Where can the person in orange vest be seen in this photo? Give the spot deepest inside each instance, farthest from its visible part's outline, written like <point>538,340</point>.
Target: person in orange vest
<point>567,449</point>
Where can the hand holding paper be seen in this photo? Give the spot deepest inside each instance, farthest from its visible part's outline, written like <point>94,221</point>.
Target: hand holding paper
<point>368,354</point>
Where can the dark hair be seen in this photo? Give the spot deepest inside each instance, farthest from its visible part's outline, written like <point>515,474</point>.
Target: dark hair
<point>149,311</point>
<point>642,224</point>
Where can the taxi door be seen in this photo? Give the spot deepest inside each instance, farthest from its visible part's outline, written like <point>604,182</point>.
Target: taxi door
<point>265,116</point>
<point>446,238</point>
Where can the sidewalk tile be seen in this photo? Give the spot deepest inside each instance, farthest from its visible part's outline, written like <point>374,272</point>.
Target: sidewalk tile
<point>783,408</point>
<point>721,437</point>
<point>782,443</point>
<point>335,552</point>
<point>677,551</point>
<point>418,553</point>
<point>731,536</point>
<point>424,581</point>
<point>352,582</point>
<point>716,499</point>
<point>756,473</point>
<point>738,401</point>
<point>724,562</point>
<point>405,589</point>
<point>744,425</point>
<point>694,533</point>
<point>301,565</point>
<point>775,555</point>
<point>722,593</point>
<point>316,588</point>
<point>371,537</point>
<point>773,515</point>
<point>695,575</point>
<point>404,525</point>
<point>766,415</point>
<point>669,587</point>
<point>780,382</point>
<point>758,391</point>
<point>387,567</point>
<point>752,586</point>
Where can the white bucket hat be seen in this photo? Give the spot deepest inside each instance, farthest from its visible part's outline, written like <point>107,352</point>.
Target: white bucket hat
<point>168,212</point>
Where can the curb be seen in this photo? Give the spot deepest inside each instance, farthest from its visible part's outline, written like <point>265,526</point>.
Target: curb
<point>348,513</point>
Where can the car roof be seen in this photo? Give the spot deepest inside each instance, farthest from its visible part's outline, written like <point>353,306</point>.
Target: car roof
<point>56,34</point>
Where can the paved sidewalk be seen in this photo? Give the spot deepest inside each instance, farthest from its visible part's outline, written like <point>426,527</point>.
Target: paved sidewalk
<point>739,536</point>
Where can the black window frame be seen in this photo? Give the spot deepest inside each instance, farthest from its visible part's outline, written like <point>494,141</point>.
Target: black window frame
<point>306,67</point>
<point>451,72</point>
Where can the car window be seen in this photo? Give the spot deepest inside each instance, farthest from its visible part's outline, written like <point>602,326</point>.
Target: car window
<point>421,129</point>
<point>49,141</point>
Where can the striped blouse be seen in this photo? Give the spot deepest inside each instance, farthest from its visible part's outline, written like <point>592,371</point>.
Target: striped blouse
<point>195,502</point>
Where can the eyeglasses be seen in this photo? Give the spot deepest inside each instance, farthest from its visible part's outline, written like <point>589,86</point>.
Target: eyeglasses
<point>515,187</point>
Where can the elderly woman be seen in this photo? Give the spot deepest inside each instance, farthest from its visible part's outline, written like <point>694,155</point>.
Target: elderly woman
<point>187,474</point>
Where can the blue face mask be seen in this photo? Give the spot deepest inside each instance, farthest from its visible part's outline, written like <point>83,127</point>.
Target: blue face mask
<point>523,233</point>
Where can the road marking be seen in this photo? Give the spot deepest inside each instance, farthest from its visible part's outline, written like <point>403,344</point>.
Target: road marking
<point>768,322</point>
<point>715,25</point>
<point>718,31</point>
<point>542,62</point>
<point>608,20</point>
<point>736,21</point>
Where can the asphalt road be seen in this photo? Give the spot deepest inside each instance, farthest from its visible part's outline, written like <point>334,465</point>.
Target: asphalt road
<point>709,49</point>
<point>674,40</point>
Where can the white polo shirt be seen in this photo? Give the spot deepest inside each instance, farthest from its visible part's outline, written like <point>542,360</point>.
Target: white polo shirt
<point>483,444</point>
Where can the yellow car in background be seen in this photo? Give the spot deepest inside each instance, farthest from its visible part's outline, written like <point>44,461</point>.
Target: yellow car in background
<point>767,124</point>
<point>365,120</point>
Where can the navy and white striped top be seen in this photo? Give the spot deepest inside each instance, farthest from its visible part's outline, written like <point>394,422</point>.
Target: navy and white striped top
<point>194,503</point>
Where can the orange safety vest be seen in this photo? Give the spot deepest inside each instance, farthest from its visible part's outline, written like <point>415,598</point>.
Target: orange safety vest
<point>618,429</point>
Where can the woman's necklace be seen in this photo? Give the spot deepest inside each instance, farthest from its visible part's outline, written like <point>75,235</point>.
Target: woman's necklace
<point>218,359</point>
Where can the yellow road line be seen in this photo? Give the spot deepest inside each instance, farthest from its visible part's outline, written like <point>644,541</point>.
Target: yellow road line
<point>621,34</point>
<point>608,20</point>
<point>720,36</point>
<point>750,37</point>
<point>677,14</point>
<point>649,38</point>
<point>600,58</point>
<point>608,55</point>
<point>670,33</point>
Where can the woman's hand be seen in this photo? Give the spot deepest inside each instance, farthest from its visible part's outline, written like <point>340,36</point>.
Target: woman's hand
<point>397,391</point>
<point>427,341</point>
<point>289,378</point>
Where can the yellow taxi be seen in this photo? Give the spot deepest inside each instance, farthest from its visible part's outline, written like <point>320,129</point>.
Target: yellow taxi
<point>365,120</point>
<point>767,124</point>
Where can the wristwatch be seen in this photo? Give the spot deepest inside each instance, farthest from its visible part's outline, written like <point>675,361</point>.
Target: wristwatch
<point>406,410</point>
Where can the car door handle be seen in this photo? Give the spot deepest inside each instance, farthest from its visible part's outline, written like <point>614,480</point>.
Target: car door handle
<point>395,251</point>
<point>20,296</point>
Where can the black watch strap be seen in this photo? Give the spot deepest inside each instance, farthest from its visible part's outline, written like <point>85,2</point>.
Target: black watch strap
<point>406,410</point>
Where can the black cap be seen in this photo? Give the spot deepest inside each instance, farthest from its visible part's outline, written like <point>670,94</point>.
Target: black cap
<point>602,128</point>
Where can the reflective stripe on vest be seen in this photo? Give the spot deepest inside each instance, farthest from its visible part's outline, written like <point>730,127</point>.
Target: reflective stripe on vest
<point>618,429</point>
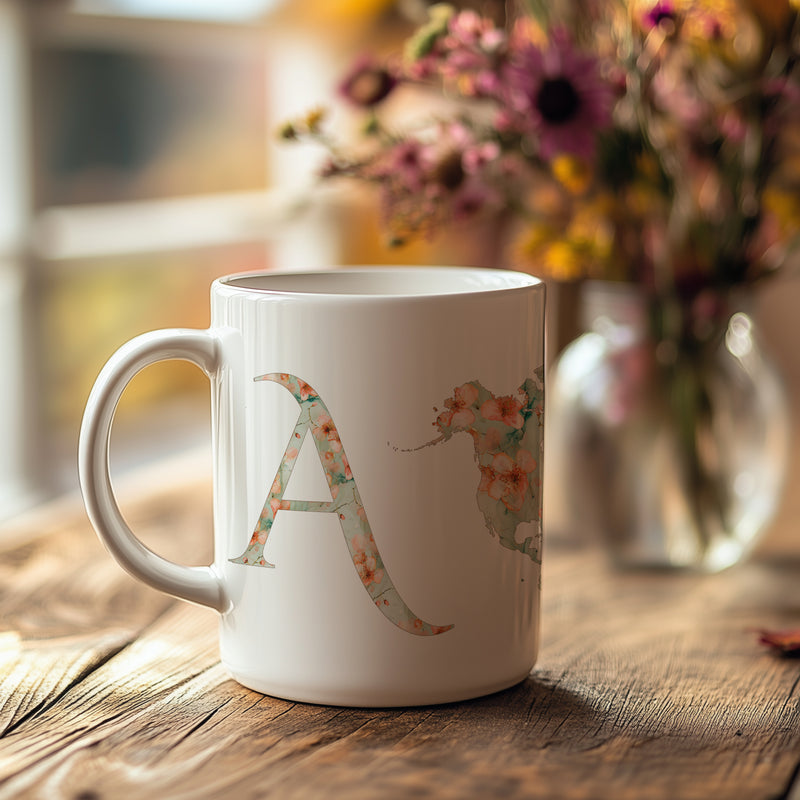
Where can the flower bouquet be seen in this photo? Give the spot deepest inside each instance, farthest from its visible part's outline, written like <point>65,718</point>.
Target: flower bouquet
<point>655,143</point>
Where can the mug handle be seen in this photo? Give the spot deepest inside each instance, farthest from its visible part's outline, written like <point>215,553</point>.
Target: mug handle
<point>201,585</point>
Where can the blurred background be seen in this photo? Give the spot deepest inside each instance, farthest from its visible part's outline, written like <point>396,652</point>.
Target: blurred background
<point>138,161</point>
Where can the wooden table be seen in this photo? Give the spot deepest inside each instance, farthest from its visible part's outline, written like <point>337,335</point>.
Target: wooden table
<point>649,685</point>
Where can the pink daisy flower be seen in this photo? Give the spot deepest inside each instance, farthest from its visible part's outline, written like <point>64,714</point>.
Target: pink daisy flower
<point>556,97</point>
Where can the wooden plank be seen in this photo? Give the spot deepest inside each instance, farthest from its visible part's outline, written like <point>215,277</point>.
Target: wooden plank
<point>649,684</point>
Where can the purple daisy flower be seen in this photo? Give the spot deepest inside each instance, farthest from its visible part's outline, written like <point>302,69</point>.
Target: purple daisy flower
<point>556,97</point>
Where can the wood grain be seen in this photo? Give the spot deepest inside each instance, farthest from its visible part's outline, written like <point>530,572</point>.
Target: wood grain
<point>648,685</point>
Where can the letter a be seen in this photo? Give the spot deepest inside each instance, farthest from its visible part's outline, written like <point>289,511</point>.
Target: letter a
<point>345,503</point>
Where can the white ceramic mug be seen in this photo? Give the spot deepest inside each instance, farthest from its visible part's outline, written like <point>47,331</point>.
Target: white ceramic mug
<point>377,463</point>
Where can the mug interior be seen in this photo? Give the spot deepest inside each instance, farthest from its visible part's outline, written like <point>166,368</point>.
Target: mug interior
<point>382,281</point>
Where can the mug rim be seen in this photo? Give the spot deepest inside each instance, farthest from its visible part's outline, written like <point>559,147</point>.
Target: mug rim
<point>485,281</point>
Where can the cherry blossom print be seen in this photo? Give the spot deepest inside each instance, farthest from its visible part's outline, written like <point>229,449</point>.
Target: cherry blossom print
<point>508,435</point>
<point>345,503</point>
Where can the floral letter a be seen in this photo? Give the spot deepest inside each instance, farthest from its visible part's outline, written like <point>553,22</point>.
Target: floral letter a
<point>345,503</point>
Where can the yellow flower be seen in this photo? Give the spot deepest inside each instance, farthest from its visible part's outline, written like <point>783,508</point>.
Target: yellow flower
<point>573,173</point>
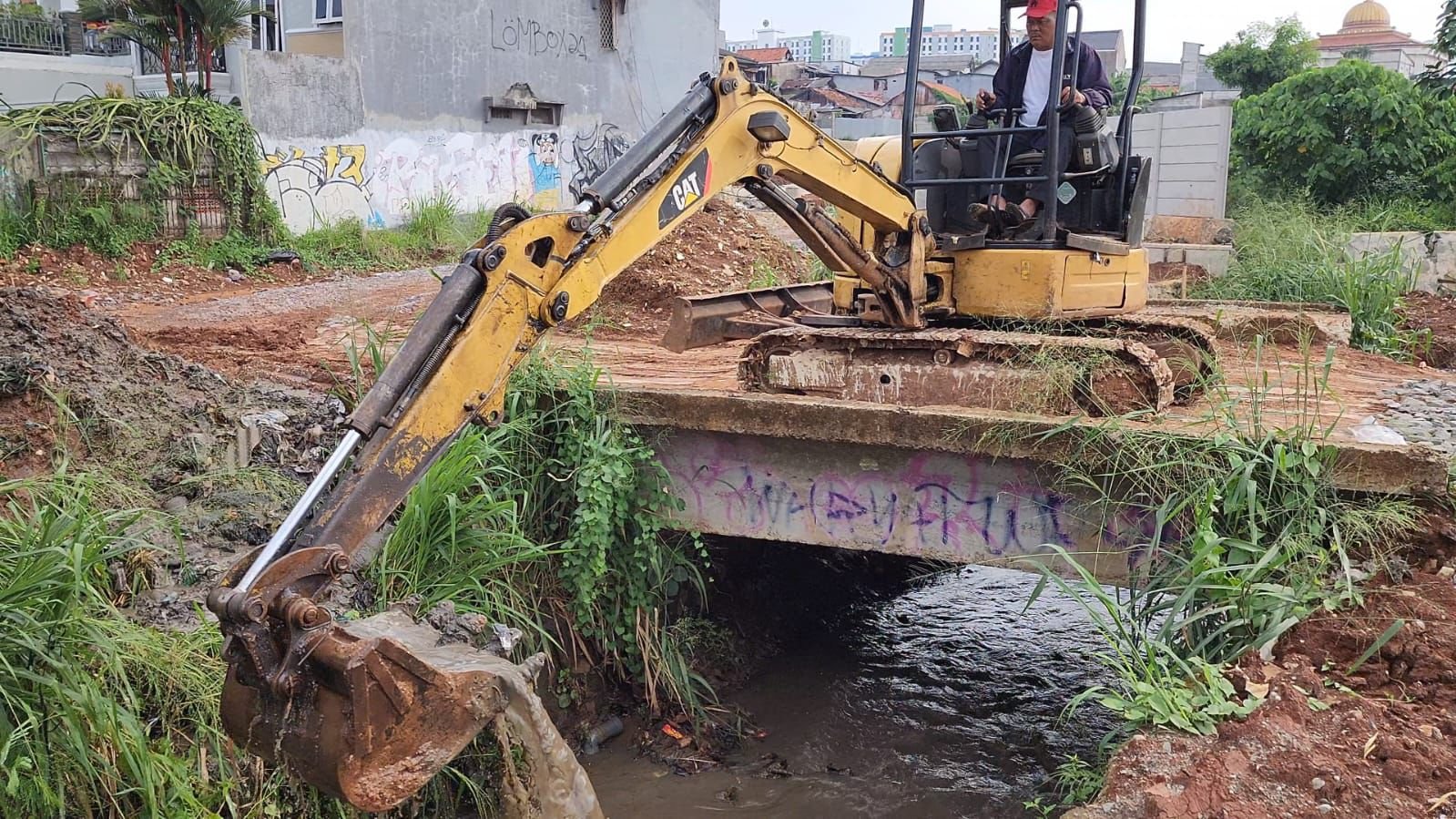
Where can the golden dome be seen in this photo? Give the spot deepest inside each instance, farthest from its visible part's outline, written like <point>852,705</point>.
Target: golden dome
<point>1368,16</point>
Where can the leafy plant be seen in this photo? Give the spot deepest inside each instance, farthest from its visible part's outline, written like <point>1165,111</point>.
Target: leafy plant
<point>1264,56</point>
<point>1247,538</point>
<point>1292,251</point>
<point>1349,133</point>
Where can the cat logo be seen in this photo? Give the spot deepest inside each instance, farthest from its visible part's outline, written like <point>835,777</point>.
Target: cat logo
<point>689,189</point>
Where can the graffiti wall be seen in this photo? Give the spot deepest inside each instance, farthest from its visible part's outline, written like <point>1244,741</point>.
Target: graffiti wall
<point>954,507</point>
<point>377,177</point>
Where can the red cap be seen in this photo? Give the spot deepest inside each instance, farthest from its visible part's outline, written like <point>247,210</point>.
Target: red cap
<point>1040,7</point>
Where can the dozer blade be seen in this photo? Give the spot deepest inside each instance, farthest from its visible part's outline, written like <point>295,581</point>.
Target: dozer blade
<point>702,321</point>
<point>379,707</point>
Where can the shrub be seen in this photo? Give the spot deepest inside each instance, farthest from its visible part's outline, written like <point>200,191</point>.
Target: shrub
<point>1350,131</point>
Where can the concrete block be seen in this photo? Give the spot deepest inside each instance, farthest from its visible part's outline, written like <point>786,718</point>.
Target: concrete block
<point>1190,230</point>
<point>1213,258</point>
<point>1416,254</point>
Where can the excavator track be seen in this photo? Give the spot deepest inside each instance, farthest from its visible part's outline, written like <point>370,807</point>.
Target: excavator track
<point>1005,371</point>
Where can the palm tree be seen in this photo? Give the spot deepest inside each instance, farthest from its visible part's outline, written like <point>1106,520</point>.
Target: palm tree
<point>214,25</point>
<point>153,25</point>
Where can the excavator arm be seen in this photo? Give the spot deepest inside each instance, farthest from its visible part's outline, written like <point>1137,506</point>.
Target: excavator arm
<point>372,710</point>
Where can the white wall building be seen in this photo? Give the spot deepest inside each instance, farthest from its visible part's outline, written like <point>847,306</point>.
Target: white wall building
<point>817,46</point>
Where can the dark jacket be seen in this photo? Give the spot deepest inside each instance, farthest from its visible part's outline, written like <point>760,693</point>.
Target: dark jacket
<point>1011,77</point>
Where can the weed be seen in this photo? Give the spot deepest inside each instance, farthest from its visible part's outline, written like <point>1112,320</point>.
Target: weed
<point>1245,538</point>
<point>555,522</point>
<point>1074,783</point>
<point>366,362</point>
<point>432,219</point>
<point>1290,252</point>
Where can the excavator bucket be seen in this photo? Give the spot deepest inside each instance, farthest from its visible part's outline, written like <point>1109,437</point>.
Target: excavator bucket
<point>379,707</point>
<point>702,321</point>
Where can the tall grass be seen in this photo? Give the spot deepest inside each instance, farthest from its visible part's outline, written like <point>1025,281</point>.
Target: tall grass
<point>556,522</point>
<point>85,728</point>
<point>1247,538</point>
<point>1288,251</point>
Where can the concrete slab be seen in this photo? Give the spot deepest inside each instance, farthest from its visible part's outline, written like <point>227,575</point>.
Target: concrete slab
<point>1213,258</point>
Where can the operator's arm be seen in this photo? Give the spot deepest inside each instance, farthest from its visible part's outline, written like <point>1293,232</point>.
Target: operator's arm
<point>1093,79</point>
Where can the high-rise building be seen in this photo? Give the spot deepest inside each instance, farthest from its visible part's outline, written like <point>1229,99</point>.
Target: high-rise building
<point>983,44</point>
<point>819,46</point>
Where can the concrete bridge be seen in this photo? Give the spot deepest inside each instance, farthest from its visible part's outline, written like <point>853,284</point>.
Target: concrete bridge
<point>945,484</point>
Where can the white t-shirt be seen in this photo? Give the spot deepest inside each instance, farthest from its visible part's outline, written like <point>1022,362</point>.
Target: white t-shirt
<point>1037,90</point>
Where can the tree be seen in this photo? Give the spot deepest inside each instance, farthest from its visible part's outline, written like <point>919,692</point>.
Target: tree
<point>1264,56</point>
<point>214,25</point>
<point>150,24</point>
<point>1443,75</point>
<point>1350,131</point>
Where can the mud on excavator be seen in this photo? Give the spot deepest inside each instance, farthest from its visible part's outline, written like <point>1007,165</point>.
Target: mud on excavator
<point>921,309</point>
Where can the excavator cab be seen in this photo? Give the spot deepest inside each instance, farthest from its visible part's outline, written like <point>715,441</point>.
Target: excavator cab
<point>1096,201</point>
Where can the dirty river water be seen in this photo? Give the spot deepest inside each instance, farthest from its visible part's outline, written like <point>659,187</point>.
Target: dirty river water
<point>936,699</point>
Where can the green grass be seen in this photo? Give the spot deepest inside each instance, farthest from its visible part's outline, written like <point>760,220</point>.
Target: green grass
<point>555,522</point>
<point>1247,538</point>
<point>1290,251</point>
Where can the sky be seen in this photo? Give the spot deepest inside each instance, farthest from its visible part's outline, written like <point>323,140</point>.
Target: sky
<point>1171,22</point>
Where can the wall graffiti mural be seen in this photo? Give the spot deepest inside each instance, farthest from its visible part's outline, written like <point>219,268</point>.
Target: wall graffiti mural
<point>596,150</point>
<point>318,187</point>
<point>377,177</point>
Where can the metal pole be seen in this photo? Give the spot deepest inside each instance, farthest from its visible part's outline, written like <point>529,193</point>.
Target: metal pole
<point>1053,169</point>
<point>1135,85</point>
<point>301,509</point>
<point>911,90</point>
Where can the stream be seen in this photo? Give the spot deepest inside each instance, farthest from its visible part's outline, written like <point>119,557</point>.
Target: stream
<point>936,699</point>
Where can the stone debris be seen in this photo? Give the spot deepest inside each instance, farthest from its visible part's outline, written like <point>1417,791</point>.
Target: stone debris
<point>1423,411</point>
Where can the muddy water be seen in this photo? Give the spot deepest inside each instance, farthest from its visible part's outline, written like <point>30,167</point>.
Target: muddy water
<point>936,700</point>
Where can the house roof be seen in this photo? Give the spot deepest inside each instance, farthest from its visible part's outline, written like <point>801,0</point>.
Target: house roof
<point>941,63</point>
<point>765,54</point>
<point>1103,39</point>
<point>938,87</point>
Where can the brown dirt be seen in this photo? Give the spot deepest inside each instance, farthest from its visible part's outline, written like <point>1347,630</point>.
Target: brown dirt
<point>1438,315</point>
<point>722,248</point>
<point>136,276</point>
<point>1368,743</point>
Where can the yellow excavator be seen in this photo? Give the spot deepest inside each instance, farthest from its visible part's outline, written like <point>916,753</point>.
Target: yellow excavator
<point>921,308</point>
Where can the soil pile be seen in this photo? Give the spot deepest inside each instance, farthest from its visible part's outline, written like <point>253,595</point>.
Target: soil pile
<point>225,461</point>
<point>137,276</point>
<point>1336,738</point>
<point>719,250</point>
<point>1436,315</point>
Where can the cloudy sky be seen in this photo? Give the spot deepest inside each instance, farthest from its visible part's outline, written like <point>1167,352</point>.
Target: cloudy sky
<point>1171,22</point>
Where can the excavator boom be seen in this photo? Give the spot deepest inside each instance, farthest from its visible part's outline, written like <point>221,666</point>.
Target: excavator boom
<point>372,710</point>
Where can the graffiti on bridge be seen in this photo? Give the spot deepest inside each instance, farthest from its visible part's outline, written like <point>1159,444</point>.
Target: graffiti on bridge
<point>935,506</point>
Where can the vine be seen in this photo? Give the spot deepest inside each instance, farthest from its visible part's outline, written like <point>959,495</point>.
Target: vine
<point>184,138</point>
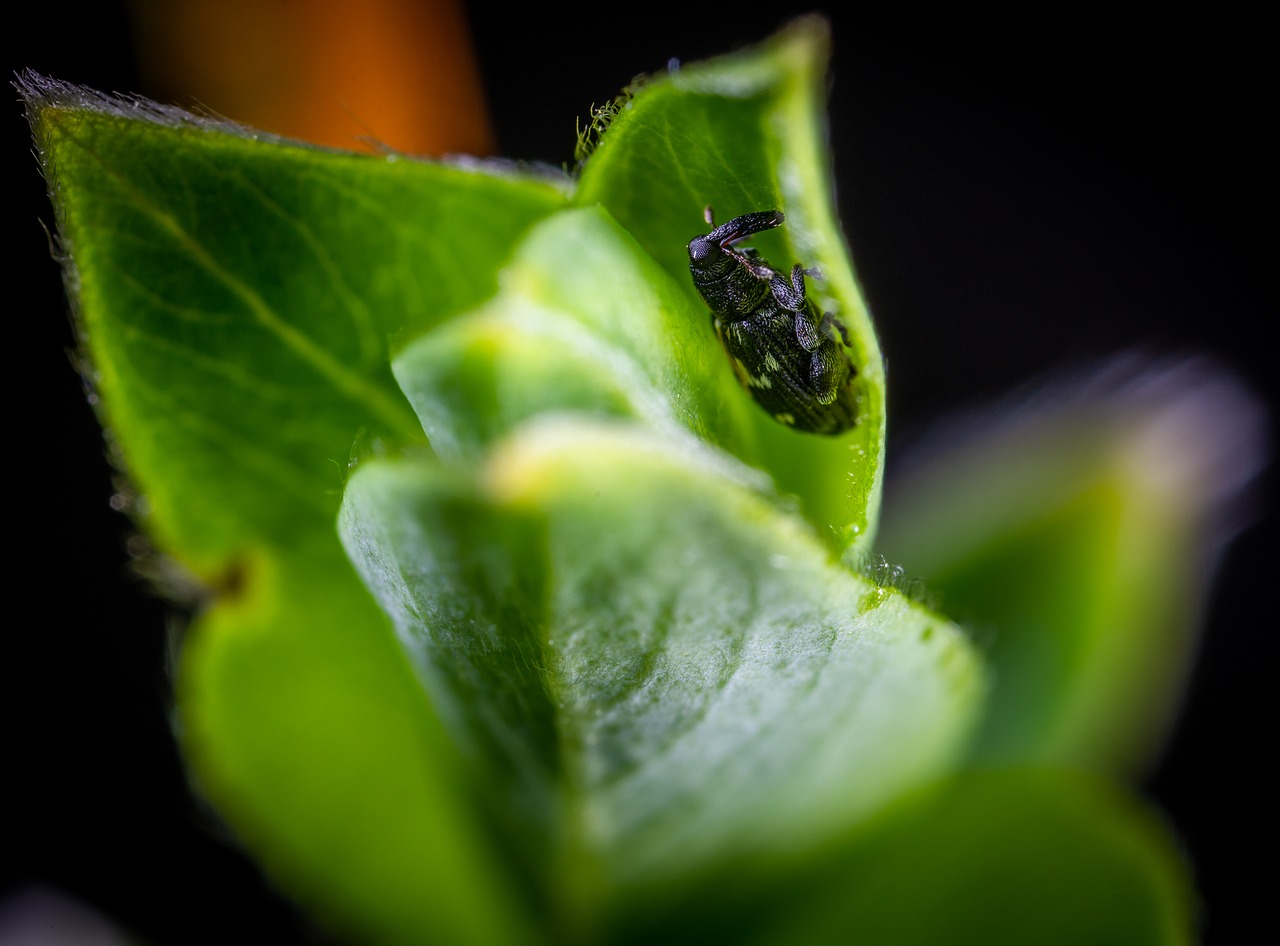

--------------------------------

Pick out every line in the entries above that contains the word "navy", treating uppercase and lowercase as different.

§ Result for this task:
Where can the navy and white striped top be seen in this photo? Give the spot deepest inside each instance, farthest from its visible part's outline, written like <point>394,422</point>.
Target: navy and white striped top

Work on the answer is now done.